* What you will do:
Return all lines of the records that contain the word "prompts".

Stored data:
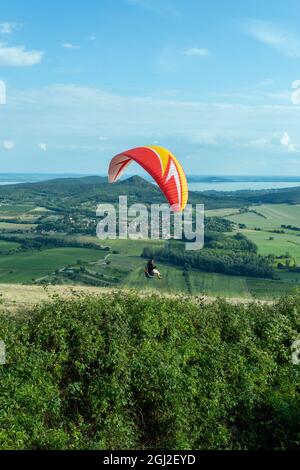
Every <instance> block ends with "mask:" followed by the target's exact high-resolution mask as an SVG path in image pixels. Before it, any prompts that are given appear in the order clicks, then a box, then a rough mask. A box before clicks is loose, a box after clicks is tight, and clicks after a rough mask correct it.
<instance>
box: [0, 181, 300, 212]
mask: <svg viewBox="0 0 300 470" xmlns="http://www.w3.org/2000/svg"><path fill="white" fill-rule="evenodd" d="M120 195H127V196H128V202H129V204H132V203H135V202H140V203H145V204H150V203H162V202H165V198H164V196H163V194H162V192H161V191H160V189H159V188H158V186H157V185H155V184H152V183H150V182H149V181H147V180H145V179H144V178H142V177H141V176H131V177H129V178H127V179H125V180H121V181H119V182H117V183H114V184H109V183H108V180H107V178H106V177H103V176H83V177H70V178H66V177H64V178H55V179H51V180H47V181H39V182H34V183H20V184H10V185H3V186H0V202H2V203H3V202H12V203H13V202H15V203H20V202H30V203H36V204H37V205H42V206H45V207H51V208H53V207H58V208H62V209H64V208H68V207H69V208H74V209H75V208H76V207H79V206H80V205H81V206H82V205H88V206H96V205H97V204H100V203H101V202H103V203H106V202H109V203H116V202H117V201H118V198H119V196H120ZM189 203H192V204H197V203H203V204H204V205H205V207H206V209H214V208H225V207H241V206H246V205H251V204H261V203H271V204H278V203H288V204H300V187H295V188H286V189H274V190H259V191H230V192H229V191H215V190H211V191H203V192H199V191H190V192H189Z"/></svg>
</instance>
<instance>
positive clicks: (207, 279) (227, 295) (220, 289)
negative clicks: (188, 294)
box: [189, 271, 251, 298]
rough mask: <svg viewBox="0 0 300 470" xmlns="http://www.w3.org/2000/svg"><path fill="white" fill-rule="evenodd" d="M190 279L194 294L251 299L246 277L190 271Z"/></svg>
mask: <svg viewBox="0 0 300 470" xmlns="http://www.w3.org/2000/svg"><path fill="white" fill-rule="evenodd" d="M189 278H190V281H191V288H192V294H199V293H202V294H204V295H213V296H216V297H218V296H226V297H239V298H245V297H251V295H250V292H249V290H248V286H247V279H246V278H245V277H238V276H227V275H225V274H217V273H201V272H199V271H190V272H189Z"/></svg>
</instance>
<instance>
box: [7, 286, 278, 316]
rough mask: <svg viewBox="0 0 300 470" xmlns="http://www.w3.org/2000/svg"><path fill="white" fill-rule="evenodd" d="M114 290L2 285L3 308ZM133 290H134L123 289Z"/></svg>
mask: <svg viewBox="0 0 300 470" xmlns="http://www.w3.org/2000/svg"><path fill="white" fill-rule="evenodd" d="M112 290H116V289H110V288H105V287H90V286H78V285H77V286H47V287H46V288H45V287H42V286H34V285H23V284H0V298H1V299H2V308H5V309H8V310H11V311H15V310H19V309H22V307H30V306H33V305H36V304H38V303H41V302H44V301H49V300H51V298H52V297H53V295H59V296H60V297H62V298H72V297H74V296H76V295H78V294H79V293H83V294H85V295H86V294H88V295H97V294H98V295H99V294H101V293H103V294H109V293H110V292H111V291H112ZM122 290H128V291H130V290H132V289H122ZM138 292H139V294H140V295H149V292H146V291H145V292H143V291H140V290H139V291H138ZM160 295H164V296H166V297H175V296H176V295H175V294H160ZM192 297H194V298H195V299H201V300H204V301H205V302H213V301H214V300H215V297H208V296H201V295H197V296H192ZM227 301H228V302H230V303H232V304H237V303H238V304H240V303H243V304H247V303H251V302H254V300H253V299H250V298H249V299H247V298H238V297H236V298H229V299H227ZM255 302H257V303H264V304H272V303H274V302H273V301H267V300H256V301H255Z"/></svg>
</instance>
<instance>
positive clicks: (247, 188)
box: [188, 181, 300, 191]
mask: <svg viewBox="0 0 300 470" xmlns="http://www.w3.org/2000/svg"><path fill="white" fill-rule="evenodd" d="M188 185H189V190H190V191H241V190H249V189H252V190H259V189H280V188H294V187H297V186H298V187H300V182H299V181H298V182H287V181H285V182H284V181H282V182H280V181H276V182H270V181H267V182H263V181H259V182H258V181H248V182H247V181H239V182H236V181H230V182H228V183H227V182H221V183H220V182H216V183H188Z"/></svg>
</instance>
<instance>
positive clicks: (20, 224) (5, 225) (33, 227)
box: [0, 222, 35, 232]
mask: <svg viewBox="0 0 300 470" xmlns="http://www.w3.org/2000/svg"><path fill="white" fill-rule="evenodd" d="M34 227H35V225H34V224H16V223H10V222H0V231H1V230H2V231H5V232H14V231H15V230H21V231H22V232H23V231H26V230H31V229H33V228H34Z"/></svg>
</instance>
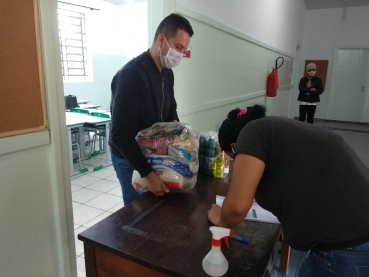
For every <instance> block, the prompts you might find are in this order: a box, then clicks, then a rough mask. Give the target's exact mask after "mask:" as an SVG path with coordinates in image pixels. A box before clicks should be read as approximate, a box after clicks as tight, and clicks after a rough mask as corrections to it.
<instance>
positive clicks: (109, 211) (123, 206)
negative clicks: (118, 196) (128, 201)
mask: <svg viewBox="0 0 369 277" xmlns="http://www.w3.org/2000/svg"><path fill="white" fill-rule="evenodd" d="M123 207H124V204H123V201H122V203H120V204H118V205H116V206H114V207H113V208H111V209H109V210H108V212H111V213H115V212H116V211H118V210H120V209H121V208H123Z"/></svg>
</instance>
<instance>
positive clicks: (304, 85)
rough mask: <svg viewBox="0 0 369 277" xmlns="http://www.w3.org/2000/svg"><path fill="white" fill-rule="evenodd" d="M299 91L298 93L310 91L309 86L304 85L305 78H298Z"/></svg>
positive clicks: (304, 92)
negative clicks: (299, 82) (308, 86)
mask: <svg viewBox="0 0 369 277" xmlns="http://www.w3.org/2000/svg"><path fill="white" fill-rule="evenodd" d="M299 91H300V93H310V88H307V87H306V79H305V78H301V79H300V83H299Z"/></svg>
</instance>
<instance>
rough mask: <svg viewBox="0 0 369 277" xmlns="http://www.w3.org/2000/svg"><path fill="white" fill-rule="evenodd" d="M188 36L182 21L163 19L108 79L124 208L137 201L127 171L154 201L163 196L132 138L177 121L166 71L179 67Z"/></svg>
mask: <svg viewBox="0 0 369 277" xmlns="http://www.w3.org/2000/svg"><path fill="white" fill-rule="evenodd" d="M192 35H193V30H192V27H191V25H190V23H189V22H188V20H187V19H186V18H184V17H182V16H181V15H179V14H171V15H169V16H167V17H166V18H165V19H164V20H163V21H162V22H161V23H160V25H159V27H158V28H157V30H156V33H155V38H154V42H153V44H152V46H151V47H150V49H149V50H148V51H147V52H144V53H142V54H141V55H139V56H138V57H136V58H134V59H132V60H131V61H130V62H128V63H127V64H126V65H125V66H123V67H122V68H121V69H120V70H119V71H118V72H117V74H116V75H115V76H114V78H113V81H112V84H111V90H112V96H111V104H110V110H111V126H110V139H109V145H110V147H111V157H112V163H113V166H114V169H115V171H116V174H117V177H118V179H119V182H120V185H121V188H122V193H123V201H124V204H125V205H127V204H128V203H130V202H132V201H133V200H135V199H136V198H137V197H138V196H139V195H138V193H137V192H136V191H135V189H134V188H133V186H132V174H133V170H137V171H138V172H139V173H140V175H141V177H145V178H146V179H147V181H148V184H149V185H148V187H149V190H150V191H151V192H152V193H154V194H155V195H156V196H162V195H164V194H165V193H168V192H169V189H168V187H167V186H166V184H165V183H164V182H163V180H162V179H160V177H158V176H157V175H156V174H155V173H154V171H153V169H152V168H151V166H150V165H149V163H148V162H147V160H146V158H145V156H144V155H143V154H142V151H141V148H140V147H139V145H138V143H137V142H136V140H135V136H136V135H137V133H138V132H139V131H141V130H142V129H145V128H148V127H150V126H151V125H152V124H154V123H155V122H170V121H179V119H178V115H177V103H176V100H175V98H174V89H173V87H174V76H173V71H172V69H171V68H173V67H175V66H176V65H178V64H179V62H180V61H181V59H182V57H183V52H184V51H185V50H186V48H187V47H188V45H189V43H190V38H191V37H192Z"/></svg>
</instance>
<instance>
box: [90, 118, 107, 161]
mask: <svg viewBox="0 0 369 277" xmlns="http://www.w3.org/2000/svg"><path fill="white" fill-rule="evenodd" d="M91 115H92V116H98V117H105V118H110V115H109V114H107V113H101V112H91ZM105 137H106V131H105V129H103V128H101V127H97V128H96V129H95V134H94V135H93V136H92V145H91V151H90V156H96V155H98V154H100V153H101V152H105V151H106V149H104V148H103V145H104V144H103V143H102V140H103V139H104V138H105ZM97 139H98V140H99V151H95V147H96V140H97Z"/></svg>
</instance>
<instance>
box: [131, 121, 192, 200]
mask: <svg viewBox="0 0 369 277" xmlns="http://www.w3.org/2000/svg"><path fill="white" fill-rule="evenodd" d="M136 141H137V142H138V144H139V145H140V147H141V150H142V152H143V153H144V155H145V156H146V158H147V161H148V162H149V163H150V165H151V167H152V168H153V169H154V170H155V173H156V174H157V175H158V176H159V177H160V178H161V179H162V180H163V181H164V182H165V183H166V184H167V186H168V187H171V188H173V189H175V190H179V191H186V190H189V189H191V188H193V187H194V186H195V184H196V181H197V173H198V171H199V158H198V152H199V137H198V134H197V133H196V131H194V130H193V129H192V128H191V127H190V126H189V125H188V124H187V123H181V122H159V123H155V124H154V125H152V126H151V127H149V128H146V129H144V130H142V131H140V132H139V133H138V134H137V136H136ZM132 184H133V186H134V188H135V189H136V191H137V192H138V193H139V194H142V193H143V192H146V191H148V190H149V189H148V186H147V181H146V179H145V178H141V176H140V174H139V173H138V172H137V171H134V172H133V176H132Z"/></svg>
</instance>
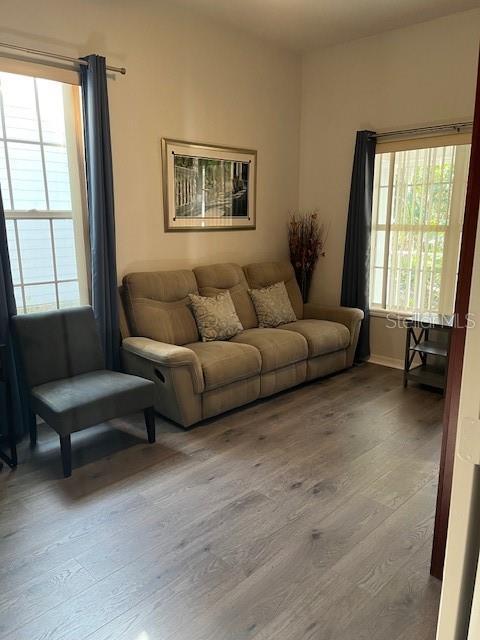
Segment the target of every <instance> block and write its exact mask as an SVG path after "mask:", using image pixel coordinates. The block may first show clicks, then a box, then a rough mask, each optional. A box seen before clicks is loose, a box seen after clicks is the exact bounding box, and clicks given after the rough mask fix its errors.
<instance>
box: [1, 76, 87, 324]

---

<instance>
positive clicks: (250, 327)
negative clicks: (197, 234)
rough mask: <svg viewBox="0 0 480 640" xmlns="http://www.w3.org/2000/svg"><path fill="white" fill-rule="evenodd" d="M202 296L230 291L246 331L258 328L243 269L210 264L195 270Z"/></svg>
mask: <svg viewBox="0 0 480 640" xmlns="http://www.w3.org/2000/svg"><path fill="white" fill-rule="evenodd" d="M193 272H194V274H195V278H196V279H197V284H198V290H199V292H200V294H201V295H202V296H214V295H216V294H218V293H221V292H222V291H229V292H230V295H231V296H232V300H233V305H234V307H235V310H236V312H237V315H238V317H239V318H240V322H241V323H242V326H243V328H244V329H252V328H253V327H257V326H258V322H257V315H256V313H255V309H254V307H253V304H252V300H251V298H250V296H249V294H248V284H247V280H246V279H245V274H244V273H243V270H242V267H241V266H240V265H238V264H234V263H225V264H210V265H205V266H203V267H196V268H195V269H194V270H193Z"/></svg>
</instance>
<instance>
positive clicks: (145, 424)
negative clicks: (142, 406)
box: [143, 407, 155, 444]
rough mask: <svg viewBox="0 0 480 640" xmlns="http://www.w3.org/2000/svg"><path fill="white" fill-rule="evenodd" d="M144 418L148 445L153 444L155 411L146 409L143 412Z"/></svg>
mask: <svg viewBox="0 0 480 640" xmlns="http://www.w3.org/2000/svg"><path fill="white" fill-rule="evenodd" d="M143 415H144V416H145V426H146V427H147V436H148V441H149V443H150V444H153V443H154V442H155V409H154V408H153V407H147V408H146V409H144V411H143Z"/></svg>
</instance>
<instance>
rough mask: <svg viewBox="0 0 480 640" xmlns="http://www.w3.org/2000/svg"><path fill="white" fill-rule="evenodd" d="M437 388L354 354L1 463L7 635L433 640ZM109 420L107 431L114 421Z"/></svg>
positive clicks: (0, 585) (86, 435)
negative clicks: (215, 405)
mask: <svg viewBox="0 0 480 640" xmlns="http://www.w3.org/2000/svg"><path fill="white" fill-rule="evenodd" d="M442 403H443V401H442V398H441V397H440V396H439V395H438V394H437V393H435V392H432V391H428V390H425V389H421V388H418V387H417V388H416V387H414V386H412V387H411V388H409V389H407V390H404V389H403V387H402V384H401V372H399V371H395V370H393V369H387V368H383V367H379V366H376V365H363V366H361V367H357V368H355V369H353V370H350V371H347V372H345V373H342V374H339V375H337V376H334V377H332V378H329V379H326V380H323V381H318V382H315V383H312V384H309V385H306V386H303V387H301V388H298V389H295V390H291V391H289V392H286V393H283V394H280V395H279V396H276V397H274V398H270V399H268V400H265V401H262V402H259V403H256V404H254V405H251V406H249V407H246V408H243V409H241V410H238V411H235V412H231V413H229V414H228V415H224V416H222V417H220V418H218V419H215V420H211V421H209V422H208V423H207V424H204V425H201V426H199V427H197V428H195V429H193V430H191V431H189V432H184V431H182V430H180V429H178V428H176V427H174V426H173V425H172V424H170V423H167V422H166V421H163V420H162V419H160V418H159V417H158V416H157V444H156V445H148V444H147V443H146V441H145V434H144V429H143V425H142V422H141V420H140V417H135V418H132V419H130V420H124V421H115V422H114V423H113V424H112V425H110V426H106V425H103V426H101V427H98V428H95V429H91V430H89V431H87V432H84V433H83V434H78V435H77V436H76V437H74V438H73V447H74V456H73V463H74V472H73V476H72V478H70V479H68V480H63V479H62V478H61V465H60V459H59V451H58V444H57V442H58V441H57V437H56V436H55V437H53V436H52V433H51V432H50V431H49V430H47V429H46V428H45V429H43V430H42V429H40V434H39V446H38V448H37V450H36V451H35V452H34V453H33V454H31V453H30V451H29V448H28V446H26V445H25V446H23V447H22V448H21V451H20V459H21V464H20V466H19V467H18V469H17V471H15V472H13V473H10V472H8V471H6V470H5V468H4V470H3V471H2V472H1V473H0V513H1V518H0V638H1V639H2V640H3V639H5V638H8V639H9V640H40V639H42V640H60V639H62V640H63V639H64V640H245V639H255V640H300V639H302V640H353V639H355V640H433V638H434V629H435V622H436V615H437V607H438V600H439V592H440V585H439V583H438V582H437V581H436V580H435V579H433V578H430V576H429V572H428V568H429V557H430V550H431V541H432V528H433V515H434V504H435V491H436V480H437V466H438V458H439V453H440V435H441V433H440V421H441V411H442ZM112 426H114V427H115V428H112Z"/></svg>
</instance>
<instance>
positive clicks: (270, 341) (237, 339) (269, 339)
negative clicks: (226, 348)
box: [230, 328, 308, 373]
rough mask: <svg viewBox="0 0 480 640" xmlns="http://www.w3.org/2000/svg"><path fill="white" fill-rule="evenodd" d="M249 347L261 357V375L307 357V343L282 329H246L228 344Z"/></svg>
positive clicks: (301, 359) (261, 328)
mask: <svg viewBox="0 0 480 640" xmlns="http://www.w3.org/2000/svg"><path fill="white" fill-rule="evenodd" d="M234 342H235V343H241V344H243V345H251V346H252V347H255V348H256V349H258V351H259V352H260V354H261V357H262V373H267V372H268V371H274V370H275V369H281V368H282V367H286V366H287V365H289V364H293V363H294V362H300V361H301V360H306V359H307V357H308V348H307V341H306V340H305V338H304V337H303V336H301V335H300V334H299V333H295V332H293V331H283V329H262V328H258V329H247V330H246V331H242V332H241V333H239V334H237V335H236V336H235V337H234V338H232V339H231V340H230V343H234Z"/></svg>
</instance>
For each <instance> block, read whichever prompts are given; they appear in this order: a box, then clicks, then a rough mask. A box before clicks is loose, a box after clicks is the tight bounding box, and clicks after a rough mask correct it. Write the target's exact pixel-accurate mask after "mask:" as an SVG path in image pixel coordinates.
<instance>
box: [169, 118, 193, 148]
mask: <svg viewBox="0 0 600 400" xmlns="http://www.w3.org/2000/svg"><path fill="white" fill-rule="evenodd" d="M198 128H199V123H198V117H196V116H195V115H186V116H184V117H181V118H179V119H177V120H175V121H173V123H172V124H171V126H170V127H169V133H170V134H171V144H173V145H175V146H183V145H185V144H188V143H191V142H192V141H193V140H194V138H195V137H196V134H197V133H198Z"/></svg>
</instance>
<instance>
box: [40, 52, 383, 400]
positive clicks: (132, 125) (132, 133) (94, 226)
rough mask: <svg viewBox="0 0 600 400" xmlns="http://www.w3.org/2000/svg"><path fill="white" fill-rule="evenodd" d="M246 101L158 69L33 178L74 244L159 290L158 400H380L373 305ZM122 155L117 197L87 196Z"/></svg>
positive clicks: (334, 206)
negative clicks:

* Response to the exercise:
Every <instance> block ends with "mask:" followed by the target's exact high-resolution mask as an SVG path in image pixels. Before it, any prompts that are given appear in the order clicks, then a box, then a rough mask. A box before clicks is loose, a box after clicks is tight, and clicks after a rough mask correct it.
For every <instance> block, the prompts you might find are in this order: a box, then clicks, then a rough mask. Give the target's exact mask after "mask:" as an SVG path with coordinates in image pixels. A box before clicks should be read as approximate, a box after clicks as tight, and clicks after a rough mask as corrections to it.
For each <instance> block, read whichever prompts are given; they appear in this order: a box, then clicks, then a rough mask. A box before clicks is loose, a box after clicks is the tight bounding box, and clicks after a rough mask correct it. Write the target's exact pixel-accurate mask after "mask:" as an SVG path in image pixel coordinates.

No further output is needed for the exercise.